▶ Supplied information
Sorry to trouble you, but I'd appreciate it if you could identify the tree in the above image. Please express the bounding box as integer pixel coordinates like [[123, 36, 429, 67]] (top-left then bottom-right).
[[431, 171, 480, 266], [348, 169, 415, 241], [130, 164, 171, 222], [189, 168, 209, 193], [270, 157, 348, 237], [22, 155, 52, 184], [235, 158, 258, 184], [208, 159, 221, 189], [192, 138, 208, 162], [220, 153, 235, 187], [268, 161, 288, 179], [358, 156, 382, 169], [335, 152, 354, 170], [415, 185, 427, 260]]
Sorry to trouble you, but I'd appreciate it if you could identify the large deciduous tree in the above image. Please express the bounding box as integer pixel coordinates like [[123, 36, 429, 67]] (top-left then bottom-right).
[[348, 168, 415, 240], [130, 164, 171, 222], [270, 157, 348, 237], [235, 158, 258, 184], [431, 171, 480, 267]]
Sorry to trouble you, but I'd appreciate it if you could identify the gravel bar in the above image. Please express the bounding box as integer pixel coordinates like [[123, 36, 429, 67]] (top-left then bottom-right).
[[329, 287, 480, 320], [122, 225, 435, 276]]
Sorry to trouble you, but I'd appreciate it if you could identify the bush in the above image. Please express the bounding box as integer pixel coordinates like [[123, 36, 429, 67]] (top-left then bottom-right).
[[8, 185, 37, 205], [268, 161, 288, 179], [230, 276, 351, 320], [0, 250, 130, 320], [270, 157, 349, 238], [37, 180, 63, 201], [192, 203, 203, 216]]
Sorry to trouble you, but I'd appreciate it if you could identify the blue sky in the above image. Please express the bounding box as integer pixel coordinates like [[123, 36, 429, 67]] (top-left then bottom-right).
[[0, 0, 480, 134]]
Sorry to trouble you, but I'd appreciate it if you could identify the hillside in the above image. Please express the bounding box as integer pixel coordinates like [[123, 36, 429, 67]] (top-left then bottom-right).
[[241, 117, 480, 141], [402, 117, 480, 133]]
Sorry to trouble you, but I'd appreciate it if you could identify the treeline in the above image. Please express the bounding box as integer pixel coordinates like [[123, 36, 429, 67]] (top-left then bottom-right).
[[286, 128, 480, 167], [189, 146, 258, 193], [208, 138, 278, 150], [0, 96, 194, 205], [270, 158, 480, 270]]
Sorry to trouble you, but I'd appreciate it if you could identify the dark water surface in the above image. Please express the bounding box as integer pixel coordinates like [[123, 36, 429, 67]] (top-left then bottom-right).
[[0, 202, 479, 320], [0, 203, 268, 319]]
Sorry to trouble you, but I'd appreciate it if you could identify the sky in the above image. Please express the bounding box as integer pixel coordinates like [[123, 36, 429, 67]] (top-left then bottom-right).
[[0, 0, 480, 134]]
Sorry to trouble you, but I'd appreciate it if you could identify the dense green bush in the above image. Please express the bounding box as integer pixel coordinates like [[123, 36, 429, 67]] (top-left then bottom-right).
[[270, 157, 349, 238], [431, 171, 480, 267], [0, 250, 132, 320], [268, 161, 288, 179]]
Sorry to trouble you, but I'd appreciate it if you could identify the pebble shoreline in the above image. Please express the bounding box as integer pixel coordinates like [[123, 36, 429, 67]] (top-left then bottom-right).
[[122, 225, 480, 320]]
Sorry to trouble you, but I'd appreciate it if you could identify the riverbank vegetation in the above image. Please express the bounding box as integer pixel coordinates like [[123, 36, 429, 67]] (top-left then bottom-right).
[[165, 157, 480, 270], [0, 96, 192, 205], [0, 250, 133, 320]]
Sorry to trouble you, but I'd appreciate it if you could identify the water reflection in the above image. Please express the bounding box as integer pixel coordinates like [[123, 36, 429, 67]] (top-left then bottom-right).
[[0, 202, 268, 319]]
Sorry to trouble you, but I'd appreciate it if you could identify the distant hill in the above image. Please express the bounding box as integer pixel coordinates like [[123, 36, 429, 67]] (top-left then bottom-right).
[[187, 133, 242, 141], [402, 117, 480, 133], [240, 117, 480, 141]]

▶ What you should do
Please set down each line of the records exactly as given.

▶ Written answer
Sorry to trouble you, but I'd appreciate it if you could identify the tree in the above image. Please express the bounding box as integer pixel coordinates like [[123, 36, 429, 67]] (top-left then bottom-right).
[[431, 171, 480, 266], [348, 169, 415, 241], [130, 164, 171, 222], [189, 168, 209, 193], [270, 157, 348, 237], [22, 155, 52, 184], [235, 158, 258, 184], [208, 159, 221, 189], [192, 138, 208, 162], [220, 153, 235, 187], [268, 161, 288, 179], [358, 156, 382, 169], [335, 152, 354, 170], [415, 185, 427, 260]]
Sorry to trouble you, but I'd appreciate it if you could identify the large deciduous tree in the above image. Please express the bounding box as integer pixel coordinates like [[123, 36, 429, 67]] (top-left then bottom-right).
[[348, 168, 415, 240], [130, 164, 171, 222], [270, 157, 348, 237], [235, 158, 258, 184], [431, 171, 480, 267]]
Sorry to trouble you, but I'd appreciate it if you could identify the gravel bar in the above image. Please express the bounding box as integer pixel coordinates like [[123, 36, 429, 67]] (top-left then bottom-right).
[[329, 287, 480, 320], [122, 225, 435, 276]]
Sorry to trouble you, but I'd appreciate it if you could identify the bush in the above image. Please express the bounding box as integer pixel coordinates like [[123, 36, 429, 67]] (top-left then bottom-right).
[[8, 185, 37, 205], [268, 161, 288, 179], [230, 276, 351, 320], [0, 250, 130, 320], [270, 157, 349, 238], [37, 180, 63, 201], [192, 203, 203, 216]]
Sorry to trouble you, but I'd appreciate it if you could identify the blue sky in the above image. Please express the bounding box as integer pixel coordinates like [[123, 36, 429, 67]] (top-left then bottom-right).
[[0, 0, 480, 134]]
Sorry to trouble you, but I'd appreciate it if you could identify the hillside in the above image. Please express the bounding box as integer pixel coordinates like [[123, 36, 429, 67]] (top-left then bottom-right).
[[241, 117, 480, 141], [402, 117, 480, 133]]
Sorry to trouble you, but I'd appreciate it if you could identify the treeline in the above image. Please express the bounding box as integer pixel coordinates like [[123, 36, 429, 67]] (top-left then bottom-right).
[[286, 128, 480, 167], [189, 146, 258, 193], [208, 138, 278, 150], [0, 96, 194, 205], [270, 158, 480, 270]]
Sorry to trouble you, but I'd appreciate it if you could identify the dark water surface in the above image. Please express the bounding box as integer pixel coordinates like [[123, 36, 429, 67]] (top-left then bottom-right).
[[0, 202, 479, 320], [0, 203, 268, 319]]
Sorry to trouble you, but I'd appreciate it if you could identify the sky in the above image. Please express the bounding box as integer pixel coordinates like [[123, 36, 429, 67]] (top-left then bottom-right).
[[0, 0, 480, 134]]
Sorry to trouble you, but I'd appreciate it if you could identify the dense green bush in the above image. Please express the bounding box as integer pixel coordinates like [[123, 36, 429, 67]] (top-left then bottom-right).
[[270, 157, 349, 238], [431, 171, 480, 267], [0, 250, 132, 320], [268, 161, 288, 179]]
Sorry to trouble you, but I'd appreciate it if you could identify the pebble shoreline in the above image. Please express the bounding box as integer pixel coordinates like [[123, 36, 429, 67]] (top-left then bottom-right).
[[122, 225, 480, 320]]
Sorry to trouble you, but I'd appreciate it if you could identify the riverbank vegetation in the above image. Please express the bounding box as integer pixel coordinates like [[123, 36, 429, 67]] (top-left then bottom-right).
[[165, 157, 480, 270], [0, 96, 192, 205], [0, 250, 133, 320]]
Sorry to trouble you, but I'd appreciate it if you could identify the water reflection in the above image. Please express the bounding box as integer pixel coordinates like [[123, 36, 429, 67]] (top-left then bottom-right).
[[0, 202, 268, 319]]
Sorry to trouble you, but I'd appreciate it if you could identify the distant hill in the above image. Please express the bounding box as integer pixel coordinates like [[123, 36, 429, 67]] (top-left then bottom-right).
[[187, 133, 242, 141], [402, 117, 480, 133], [240, 117, 480, 141]]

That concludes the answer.